● **Given instruction**: Collect every line in the records that contains the word "pill". Case counts.

:: Records shown

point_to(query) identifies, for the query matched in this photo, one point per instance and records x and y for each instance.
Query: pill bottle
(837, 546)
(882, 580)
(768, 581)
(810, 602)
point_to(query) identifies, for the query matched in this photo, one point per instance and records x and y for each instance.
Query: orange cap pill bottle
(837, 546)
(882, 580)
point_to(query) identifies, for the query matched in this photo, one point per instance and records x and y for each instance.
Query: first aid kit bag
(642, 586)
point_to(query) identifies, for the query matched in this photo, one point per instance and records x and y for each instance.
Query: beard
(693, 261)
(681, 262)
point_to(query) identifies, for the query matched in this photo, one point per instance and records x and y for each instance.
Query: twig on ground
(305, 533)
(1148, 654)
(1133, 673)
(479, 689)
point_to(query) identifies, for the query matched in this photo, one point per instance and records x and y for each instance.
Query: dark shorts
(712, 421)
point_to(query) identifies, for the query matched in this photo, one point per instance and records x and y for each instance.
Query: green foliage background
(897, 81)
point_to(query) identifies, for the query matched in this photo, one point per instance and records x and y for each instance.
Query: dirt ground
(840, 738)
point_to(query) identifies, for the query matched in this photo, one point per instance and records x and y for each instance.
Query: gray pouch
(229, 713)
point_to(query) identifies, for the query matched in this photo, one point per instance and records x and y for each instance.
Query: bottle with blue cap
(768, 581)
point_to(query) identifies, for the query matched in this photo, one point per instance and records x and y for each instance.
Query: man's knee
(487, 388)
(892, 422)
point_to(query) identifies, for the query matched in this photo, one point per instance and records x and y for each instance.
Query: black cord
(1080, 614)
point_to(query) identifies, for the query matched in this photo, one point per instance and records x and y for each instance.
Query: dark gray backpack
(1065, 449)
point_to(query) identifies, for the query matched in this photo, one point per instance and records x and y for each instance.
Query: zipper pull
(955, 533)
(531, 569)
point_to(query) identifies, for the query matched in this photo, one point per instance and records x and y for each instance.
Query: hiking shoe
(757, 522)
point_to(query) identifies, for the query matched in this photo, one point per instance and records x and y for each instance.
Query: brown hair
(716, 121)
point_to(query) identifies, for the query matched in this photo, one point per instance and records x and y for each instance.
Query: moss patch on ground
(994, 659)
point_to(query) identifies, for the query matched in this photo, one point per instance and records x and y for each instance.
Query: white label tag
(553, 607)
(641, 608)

::::
:: Records shown

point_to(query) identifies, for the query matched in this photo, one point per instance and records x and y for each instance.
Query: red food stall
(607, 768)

::::

● **Response**:
Query: pill bottle
Query: orange cap pill bottle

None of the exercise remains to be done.